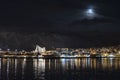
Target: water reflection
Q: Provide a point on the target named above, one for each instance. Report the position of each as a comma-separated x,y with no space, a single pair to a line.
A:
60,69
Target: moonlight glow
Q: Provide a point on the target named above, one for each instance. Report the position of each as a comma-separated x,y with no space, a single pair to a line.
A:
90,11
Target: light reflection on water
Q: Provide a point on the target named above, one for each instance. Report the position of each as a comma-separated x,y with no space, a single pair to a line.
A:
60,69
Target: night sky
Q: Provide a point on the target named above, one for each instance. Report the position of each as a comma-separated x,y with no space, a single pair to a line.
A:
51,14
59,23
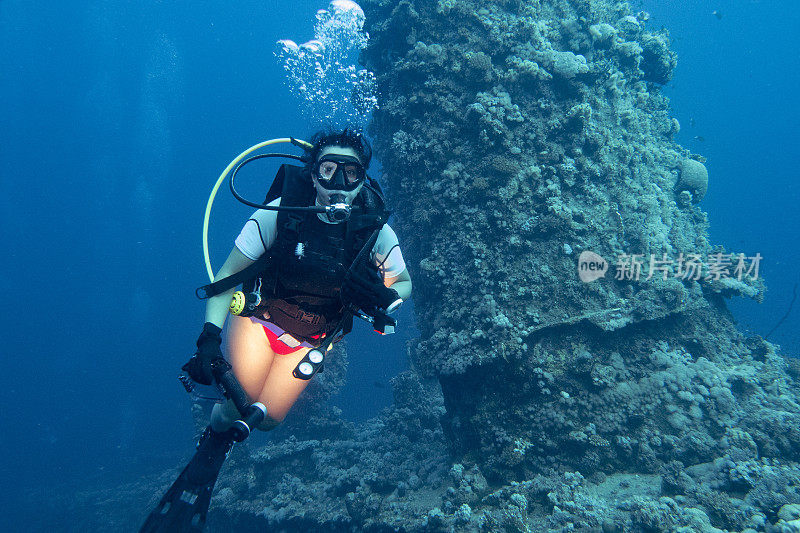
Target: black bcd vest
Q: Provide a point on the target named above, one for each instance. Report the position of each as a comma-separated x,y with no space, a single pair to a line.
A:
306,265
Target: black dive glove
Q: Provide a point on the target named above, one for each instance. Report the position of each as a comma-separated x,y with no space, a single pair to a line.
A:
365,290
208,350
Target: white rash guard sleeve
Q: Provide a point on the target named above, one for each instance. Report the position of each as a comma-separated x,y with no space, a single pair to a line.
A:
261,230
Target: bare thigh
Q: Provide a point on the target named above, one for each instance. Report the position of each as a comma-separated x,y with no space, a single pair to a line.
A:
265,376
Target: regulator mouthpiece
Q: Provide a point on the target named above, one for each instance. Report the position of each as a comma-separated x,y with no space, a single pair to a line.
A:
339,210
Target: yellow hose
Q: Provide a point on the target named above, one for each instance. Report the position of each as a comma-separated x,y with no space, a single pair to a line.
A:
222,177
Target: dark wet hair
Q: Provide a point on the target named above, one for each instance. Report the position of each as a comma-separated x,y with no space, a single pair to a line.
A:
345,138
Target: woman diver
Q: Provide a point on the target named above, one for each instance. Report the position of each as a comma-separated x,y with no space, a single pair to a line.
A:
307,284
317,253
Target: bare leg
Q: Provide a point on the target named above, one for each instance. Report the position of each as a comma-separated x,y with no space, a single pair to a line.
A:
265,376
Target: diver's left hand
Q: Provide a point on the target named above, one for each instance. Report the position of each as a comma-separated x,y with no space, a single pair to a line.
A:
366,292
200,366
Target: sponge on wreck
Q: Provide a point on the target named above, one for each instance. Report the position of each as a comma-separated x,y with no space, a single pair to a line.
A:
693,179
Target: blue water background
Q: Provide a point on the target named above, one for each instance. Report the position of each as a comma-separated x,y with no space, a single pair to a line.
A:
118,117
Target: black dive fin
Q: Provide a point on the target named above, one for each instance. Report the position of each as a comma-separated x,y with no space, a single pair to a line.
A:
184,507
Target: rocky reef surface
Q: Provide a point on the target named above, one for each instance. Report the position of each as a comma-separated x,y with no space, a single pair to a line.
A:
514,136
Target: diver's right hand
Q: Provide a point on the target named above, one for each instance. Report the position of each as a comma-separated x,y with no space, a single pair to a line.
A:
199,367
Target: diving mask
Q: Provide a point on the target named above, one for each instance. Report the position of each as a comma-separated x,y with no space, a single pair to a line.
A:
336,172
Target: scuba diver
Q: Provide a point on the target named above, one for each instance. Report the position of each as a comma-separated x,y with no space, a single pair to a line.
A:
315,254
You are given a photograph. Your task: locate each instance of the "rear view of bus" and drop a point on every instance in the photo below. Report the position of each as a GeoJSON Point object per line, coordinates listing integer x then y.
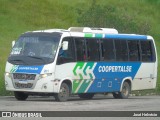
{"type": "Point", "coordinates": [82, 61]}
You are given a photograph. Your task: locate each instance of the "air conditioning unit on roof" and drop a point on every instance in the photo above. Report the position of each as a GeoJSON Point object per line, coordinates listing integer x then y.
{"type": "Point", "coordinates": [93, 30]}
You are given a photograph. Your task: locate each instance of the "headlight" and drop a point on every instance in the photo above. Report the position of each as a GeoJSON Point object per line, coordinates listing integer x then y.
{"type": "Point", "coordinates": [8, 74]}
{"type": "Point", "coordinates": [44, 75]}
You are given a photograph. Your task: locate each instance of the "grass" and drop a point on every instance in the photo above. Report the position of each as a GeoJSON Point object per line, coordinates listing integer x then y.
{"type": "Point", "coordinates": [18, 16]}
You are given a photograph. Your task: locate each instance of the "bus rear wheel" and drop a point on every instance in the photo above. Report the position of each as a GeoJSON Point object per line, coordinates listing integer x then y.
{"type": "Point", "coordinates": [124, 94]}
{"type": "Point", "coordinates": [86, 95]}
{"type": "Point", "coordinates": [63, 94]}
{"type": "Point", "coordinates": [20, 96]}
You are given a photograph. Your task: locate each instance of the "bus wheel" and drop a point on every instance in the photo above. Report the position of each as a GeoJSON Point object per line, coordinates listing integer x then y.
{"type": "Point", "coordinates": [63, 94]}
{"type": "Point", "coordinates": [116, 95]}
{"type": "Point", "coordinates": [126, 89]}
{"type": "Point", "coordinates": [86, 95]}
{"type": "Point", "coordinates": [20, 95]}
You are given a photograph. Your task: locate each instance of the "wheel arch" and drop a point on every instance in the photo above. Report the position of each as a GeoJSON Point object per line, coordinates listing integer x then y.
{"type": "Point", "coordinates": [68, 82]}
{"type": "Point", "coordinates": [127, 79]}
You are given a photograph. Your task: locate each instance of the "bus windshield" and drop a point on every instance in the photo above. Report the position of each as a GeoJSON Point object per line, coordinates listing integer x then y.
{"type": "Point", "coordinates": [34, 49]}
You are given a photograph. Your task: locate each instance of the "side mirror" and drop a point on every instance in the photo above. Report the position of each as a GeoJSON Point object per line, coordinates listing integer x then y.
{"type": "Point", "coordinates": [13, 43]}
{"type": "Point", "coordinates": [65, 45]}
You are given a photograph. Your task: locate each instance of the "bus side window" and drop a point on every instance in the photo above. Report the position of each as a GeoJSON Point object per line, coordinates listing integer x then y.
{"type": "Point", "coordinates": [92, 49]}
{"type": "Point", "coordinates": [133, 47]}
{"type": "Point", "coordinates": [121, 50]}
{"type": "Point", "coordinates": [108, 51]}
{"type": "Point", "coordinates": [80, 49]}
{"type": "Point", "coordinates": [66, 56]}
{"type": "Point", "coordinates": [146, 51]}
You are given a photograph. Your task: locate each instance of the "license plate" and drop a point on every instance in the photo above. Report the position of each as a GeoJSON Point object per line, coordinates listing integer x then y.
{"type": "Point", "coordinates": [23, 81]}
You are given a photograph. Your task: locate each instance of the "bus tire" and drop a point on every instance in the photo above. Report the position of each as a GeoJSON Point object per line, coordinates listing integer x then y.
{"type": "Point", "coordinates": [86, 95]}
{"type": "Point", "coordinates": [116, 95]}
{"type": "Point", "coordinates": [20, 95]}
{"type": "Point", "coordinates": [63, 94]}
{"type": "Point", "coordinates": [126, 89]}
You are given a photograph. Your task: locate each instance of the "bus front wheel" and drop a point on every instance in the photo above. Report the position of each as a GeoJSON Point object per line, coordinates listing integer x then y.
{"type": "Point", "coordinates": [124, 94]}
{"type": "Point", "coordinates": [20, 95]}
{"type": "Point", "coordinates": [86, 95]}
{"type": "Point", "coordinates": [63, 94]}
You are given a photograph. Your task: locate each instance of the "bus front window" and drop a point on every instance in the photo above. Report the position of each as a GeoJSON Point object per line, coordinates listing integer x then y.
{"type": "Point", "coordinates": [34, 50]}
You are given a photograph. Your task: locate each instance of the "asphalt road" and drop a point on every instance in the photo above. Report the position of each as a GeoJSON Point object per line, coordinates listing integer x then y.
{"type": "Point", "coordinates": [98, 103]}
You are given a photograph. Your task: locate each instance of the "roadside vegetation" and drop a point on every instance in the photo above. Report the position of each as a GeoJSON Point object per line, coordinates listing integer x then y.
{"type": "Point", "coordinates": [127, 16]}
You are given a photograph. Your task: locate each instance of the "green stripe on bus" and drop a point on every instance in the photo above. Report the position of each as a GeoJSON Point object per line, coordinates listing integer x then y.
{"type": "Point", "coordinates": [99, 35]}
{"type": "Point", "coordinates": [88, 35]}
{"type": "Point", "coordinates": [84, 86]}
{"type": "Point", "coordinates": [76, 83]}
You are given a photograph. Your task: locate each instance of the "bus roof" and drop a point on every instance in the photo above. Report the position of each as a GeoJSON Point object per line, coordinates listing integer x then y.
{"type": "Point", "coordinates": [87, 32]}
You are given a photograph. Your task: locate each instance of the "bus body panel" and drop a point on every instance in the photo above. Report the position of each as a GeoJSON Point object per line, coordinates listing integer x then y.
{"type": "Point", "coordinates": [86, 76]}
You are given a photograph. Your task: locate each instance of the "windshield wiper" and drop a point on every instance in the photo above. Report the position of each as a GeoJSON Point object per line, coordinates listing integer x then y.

------------------------------

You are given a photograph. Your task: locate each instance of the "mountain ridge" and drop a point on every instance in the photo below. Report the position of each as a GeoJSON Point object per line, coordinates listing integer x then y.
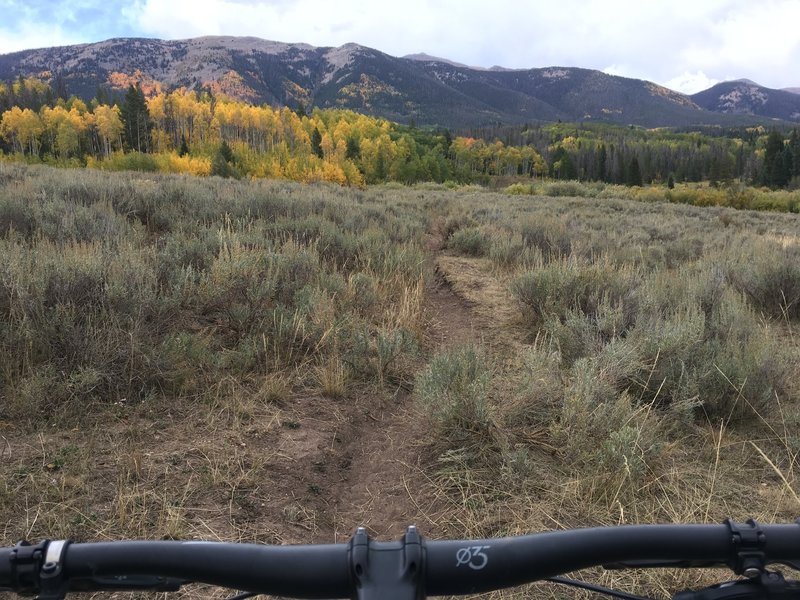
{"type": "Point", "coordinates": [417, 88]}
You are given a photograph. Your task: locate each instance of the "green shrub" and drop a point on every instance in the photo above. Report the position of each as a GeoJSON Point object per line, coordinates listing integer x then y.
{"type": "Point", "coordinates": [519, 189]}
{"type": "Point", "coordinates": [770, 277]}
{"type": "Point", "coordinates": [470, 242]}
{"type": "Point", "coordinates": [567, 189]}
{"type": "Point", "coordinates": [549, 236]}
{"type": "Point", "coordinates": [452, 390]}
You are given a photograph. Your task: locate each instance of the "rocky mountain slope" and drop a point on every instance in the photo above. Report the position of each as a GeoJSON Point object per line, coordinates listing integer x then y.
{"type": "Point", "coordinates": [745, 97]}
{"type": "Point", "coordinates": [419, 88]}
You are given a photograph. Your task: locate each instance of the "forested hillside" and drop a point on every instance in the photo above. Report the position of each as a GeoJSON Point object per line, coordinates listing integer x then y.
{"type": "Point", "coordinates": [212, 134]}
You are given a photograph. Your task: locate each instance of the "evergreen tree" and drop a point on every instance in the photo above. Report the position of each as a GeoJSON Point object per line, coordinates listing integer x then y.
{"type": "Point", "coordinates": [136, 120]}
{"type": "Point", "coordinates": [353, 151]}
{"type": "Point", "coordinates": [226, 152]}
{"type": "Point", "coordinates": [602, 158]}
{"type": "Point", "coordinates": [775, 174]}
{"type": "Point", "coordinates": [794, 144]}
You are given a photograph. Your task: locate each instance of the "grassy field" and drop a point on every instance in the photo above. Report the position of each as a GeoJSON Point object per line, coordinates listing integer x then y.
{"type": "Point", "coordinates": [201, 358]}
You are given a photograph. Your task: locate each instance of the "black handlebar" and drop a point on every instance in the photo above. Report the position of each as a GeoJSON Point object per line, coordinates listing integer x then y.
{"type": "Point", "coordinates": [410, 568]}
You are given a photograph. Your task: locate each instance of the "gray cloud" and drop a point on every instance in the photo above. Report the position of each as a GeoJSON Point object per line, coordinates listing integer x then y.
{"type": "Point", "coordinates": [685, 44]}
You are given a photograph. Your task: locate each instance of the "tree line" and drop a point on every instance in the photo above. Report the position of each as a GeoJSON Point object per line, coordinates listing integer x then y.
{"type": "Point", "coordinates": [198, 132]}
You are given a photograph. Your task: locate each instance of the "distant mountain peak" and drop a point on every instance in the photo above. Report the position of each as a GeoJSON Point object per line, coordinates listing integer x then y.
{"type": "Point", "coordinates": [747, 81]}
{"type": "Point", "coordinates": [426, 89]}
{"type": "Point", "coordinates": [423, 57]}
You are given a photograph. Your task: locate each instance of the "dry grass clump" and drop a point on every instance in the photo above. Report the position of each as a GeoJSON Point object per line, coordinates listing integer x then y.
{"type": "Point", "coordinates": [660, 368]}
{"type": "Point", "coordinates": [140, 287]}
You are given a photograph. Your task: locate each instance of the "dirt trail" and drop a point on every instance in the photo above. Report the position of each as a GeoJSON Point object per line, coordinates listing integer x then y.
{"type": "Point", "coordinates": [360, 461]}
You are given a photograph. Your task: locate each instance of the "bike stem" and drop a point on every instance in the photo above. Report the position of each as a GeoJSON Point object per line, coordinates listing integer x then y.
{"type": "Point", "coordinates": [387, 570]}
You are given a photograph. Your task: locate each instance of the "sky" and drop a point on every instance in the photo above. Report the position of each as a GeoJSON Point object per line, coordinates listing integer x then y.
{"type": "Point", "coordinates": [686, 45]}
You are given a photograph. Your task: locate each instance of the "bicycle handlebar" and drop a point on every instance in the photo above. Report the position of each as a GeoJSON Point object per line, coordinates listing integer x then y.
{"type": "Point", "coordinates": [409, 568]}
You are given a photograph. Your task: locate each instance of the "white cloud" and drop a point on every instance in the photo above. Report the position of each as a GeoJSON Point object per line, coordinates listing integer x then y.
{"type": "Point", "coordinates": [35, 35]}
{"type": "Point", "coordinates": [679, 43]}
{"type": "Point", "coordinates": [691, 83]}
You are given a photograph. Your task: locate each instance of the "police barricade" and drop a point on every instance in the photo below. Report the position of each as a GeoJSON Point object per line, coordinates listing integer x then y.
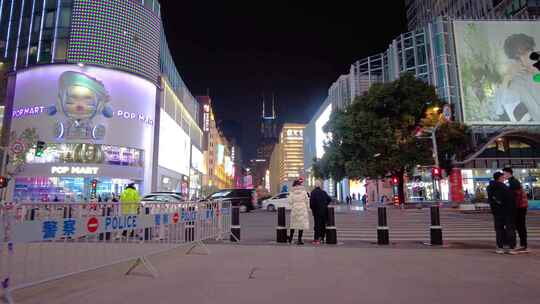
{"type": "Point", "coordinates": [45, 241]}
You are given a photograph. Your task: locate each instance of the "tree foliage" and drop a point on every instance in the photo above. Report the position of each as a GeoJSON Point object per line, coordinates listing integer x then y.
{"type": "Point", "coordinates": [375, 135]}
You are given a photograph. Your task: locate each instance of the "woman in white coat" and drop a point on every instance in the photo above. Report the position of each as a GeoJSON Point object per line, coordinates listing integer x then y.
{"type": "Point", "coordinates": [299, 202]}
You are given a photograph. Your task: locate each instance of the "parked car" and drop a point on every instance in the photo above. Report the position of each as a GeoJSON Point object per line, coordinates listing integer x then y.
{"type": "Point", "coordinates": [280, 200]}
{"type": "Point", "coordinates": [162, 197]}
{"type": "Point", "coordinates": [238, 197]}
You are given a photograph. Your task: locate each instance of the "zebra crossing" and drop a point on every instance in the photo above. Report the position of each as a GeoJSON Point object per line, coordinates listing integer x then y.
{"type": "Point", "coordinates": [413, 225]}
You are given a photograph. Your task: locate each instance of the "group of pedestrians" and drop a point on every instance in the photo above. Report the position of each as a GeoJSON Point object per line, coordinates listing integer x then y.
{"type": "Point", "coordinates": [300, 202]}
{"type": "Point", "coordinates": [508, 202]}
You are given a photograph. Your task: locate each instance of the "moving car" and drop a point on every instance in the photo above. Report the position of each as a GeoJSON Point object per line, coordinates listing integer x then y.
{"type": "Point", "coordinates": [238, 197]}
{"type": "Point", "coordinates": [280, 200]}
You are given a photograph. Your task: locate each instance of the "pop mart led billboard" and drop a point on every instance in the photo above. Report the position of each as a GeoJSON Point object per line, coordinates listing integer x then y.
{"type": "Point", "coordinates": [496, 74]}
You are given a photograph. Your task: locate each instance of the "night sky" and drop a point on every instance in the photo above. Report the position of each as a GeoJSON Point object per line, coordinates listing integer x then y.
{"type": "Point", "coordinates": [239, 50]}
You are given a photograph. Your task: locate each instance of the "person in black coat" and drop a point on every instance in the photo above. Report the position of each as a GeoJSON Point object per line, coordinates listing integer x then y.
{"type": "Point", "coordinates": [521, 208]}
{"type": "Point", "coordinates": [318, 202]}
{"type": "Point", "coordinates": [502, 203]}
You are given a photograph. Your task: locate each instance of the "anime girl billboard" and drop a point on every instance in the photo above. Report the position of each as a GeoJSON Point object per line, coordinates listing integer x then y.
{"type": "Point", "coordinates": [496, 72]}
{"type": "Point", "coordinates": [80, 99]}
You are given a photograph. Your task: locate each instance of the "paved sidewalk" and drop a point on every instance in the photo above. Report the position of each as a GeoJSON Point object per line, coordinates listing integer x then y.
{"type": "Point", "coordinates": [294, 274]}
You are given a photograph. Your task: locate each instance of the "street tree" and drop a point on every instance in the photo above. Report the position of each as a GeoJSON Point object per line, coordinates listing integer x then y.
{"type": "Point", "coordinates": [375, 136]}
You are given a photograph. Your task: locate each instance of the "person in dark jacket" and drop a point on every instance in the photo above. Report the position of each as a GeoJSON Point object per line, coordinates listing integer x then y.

------------------------------

# EXERCISE REQUIREMENTS
Which lines of the data above contain "water"? Copy each one.

# RESULT
Target: water reflection
Target: light reflection on water
Target: blue water background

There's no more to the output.